[Short problem] Gather every line of the material below that contains the string "packet", and copy each one out.

──────── Listed entries

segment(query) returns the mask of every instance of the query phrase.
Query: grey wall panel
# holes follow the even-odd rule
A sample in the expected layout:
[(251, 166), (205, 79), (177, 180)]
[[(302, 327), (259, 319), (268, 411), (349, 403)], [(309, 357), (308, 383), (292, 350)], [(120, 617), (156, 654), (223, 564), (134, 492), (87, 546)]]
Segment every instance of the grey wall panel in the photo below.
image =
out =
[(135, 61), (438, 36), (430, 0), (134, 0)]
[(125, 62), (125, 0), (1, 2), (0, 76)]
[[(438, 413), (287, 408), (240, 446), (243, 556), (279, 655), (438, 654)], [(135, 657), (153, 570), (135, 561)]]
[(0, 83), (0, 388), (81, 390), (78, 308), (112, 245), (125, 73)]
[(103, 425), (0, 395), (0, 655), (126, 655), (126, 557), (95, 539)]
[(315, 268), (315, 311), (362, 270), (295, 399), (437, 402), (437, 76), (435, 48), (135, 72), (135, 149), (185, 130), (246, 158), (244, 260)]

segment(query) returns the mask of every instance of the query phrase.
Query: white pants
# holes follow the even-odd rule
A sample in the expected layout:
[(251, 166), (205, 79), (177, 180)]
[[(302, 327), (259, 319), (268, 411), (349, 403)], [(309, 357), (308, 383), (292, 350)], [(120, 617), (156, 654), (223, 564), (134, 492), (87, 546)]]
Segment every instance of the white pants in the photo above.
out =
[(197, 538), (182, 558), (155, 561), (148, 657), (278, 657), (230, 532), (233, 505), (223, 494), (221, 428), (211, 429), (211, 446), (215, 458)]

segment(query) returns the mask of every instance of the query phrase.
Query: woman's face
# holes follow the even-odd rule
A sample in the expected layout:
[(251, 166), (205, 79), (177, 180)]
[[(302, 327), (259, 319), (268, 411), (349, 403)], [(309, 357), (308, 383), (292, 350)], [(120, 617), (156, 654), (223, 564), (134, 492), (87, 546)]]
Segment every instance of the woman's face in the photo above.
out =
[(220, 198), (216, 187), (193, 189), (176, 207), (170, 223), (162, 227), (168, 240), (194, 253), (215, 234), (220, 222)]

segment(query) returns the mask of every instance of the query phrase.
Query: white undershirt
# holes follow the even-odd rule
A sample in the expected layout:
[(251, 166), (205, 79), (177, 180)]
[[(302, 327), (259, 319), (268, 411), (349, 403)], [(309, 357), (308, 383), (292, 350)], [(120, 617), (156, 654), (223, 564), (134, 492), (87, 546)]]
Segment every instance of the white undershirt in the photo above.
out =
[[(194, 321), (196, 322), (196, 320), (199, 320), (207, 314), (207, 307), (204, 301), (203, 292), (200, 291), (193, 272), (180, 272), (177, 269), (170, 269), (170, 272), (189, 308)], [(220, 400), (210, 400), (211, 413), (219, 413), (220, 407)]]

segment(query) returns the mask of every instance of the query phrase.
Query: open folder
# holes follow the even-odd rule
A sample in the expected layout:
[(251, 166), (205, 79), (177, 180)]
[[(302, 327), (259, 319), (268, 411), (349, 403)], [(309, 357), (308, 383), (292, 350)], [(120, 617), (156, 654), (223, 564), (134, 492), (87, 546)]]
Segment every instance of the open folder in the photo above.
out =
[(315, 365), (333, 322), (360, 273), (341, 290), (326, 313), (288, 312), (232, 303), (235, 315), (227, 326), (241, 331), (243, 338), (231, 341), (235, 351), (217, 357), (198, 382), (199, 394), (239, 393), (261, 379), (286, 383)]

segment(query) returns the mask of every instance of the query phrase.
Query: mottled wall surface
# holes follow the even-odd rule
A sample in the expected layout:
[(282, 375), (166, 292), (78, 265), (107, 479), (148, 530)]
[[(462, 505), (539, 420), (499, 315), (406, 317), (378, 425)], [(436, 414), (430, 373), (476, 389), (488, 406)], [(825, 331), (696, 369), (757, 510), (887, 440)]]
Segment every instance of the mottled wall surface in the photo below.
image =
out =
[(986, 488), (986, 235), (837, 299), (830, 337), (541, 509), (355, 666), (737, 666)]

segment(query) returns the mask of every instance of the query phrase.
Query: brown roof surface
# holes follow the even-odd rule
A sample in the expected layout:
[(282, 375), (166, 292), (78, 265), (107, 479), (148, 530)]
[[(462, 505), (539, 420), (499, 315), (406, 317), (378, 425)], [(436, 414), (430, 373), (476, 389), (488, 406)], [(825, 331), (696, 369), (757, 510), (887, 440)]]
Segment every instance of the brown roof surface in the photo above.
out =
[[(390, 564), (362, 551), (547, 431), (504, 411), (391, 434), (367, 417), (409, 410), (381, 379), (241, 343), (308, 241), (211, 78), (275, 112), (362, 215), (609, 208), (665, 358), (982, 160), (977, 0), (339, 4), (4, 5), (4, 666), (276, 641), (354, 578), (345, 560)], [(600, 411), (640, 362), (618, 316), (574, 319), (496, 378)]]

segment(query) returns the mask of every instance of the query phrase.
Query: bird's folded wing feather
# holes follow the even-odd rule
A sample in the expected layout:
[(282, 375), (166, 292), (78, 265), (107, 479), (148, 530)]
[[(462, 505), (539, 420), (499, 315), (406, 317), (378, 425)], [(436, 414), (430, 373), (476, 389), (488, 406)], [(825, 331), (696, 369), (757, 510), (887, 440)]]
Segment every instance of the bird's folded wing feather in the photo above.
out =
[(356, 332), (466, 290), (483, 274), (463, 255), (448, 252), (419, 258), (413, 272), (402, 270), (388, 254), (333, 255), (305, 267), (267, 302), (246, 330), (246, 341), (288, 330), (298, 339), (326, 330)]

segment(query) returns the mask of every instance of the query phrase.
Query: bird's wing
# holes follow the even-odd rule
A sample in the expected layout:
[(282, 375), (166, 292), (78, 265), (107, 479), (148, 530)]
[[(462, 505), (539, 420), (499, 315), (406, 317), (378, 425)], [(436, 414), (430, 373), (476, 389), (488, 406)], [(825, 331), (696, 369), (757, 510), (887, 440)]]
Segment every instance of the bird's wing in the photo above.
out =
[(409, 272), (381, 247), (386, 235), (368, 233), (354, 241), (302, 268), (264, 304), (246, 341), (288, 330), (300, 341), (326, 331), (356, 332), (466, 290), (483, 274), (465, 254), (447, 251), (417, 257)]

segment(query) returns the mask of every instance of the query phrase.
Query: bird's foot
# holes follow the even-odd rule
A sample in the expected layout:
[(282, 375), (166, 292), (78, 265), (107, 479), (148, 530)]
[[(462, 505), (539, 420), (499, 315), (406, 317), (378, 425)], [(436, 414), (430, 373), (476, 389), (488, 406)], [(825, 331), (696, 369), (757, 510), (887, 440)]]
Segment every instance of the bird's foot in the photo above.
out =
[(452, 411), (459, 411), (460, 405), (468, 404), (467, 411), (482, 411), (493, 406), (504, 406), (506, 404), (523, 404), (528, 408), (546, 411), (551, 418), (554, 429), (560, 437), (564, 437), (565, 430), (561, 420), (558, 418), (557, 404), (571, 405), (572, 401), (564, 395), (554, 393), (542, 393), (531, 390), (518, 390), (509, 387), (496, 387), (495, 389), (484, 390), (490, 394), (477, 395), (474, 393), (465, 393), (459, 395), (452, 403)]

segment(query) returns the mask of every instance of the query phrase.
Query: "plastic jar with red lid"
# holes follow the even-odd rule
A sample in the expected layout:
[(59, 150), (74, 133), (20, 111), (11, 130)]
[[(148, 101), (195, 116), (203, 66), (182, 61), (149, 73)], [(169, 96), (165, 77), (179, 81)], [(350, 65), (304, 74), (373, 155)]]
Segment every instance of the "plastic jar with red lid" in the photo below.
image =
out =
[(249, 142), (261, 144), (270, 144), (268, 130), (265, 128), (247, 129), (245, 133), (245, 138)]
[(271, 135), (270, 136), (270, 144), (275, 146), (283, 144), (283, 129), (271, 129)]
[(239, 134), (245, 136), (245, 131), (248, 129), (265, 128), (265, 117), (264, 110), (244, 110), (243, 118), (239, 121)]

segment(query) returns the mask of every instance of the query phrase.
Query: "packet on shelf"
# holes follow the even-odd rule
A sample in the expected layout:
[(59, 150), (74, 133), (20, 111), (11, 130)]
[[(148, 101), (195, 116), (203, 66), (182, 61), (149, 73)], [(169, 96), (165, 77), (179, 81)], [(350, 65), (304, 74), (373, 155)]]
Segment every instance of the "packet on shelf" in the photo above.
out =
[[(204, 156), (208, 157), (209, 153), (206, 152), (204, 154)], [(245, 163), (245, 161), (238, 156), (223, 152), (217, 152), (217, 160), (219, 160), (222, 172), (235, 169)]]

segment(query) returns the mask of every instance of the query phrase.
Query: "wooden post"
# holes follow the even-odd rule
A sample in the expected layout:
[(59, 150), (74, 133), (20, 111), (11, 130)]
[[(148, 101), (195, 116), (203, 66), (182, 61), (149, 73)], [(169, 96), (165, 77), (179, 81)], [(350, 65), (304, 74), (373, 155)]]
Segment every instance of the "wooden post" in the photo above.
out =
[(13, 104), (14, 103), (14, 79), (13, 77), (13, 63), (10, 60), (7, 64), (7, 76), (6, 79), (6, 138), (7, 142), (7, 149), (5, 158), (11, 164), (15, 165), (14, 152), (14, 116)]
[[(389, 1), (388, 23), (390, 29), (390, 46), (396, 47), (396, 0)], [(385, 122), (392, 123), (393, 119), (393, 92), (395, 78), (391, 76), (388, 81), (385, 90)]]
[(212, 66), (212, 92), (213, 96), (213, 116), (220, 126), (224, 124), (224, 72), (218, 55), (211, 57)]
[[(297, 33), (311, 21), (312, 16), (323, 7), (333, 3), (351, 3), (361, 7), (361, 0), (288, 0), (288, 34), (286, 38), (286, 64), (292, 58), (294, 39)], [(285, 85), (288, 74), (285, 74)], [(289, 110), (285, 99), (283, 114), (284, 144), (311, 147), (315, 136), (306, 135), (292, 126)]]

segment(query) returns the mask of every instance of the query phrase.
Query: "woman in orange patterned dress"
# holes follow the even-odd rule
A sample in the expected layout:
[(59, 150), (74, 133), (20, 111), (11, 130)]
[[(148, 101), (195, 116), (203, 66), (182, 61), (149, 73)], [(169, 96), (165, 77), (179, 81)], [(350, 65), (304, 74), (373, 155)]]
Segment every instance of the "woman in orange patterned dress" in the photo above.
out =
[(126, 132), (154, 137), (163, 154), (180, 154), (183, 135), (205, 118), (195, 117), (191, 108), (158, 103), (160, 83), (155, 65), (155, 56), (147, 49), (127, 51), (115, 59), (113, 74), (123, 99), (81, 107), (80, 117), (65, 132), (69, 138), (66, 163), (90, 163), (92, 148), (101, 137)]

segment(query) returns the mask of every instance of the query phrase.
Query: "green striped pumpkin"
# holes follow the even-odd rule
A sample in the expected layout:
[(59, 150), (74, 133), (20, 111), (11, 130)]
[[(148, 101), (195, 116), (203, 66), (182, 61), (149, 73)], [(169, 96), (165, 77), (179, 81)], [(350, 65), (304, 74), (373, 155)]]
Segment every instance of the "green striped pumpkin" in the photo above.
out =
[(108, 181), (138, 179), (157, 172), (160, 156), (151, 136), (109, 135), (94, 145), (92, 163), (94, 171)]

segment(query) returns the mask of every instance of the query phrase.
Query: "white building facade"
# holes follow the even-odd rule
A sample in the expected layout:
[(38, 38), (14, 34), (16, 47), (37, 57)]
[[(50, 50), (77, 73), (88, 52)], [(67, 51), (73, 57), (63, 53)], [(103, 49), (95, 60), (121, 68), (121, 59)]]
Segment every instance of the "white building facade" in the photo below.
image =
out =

────────────────

[Complete answer]
Query: "packet on shelf"
Segment every instance of the "packet on shelf" in the photo above.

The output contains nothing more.